Return each line of the material below that contains the string "left", copied without changes.

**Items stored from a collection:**
BEGIN
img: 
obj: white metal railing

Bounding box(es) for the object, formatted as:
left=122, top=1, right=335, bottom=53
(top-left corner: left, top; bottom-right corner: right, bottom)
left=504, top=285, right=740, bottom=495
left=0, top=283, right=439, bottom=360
END
**Reply:**
left=122, top=1, right=335, bottom=53
(top-left corner: left, top; bottom-right corner: right, bottom)
left=504, top=285, right=740, bottom=495
left=0, top=283, right=439, bottom=360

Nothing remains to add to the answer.